------ Stored rows ------

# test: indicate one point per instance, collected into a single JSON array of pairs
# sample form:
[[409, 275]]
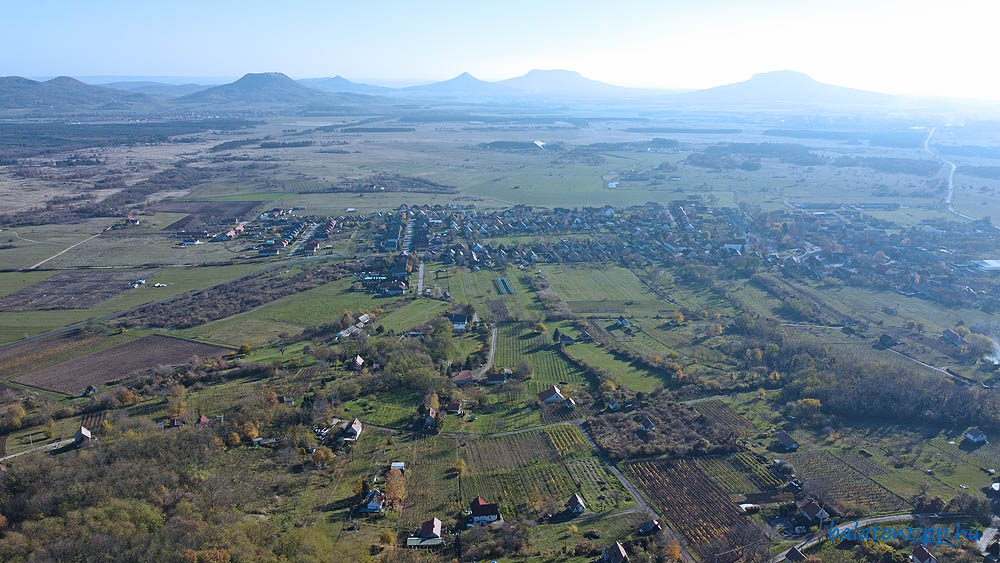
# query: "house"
[[650, 527], [353, 432], [392, 288], [430, 529], [551, 395], [812, 511], [374, 502], [975, 435], [82, 437], [794, 555], [887, 341], [921, 555], [484, 512], [786, 441], [498, 377], [358, 363], [460, 322], [647, 424], [615, 554]]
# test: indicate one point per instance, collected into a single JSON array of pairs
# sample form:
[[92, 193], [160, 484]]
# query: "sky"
[[913, 47]]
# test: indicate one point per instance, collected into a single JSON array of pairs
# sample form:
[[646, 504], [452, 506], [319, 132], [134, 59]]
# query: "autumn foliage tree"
[[395, 490]]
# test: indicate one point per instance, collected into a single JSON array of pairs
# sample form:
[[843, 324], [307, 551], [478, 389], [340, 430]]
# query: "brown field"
[[697, 508], [205, 212], [72, 290], [719, 414], [29, 355], [116, 363]]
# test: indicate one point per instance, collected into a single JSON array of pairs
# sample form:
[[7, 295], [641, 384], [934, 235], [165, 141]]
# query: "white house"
[[353, 432]]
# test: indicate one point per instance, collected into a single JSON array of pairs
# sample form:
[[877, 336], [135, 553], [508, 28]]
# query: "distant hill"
[[66, 95], [267, 89], [157, 88], [340, 84], [780, 89], [566, 83], [462, 86]]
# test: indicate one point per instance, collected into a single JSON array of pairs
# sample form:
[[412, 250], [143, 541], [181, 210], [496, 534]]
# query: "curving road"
[[951, 176]]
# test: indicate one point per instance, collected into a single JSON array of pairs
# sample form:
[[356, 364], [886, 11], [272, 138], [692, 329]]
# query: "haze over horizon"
[[911, 48]]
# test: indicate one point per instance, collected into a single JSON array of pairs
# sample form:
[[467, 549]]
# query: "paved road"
[[989, 534], [822, 535], [63, 251], [44, 447], [304, 237], [640, 501], [493, 350], [951, 177]]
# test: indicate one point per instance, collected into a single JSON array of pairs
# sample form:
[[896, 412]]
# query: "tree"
[[177, 403], [395, 490], [322, 456], [250, 430], [387, 537]]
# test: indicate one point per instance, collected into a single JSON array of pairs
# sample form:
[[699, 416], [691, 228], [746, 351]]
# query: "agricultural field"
[[739, 474], [610, 289], [44, 352], [118, 362], [528, 470], [694, 506], [516, 343], [178, 280], [624, 373], [720, 414], [288, 314], [412, 315], [842, 486], [198, 213], [73, 290]]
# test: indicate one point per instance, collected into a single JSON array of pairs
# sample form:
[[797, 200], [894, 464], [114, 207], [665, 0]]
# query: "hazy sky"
[[918, 47]]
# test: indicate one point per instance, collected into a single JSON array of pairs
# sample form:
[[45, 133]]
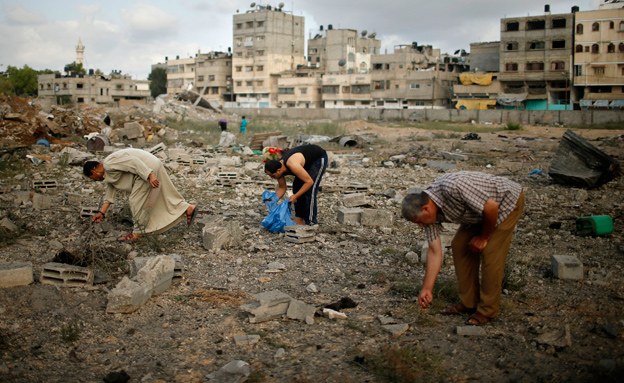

------

Task requirements:
Print all of the data above again word for word, leaving out the pictures.

Answer to the task:
# test: indicate one point per instance, collected into a single JSON array of pairs
# sample form:
[[409, 275]]
# query: "house"
[[650, 527], [353, 432], [392, 288], [430, 529], [551, 395], [812, 511], [374, 502], [975, 435], [82, 437], [794, 555], [887, 341], [921, 555], [484, 512], [786, 441], [498, 377], [358, 363], [460, 322], [647, 424], [615, 554]]
# test: indicate one point per instance, collected into a single JSON array of pairs
# sample form:
[[92, 193], [160, 484]]
# query: "sky"
[[913, 47]]
# test: indicate one point per instance, collected into a single JSON array of pairs
# sample form:
[[646, 504], [452, 506], [319, 132], [134, 59]]
# query: "autumn foliage tree"
[[395, 490]]
# test: indicate one point per instance, collected into a single JSON array of pairs
# sample form:
[[843, 324], [307, 551], [478, 389], [340, 430]]
# query: "brown field"
[[697, 508], [205, 212], [72, 290], [719, 414], [29, 355], [116, 363]]
# test: indicate one point per instance, collected into a single JSON array of pairs
# sample form:
[[7, 295], [641, 384], [934, 235], [165, 141]]
# query: "white house"
[[353, 432]]
# test: indicate one point per instance, collected into a single JSON array of pairs
# sample form:
[[877, 336], [135, 553], [508, 28]]
# query: "distant hill"
[[66, 95], [267, 89], [157, 88], [340, 84], [780, 89], [566, 83], [462, 86]]
# test: indicate one point per instance, collected into a single JSON array of pairs
# sample form:
[[412, 250], [143, 541], [181, 210], [496, 534]]
# query: "curving road"
[[951, 176]]
# test: indicate one point per instance, collected into a single JSON array of pairs
# sample form:
[[356, 364], [886, 11], [272, 138], [692, 329]]
# query: "haze over horizon"
[[911, 48]]
# test: indicate one point per instance, collected into a single JSON array of pairs
# sample form:
[[467, 549]]
# query: "paved road"
[[989, 534], [822, 535], [63, 251], [44, 447], [304, 237], [640, 501], [493, 350], [951, 177]]
# test: indicate one point per instance, collected into a single JSON array of pairs
# sample form:
[[896, 412]]
# query: "tree"
[[177, 403], [395, 490], [322, 456], [250, 430], [387, 537]]
# test: indicate one point per instance, collected into a single JSON array of pairs
# sample form:
[[699, 416], [691, 228], [746, 351]]
# query: "agricultural field"
[[739, 474], [610, 289], [44, 352], [118, 362], [528, 470], [694, 506], [516, 343], [178, 280], [624, 373], [720, 414], [288, 314], [412, 315], [842, 486], [198, 213], [73, 290]]
# test: indicate one point per instance, collected into a single JSON array of pairs
# sample form:
[[797, 200], [894, 464], [114, 207], [665, 0]]
# query: "hazy sky"
[[918, 47]]
# test: indicate one point per instance, collected into a single JSON array of pairs
# sample form:
[[45, 133]]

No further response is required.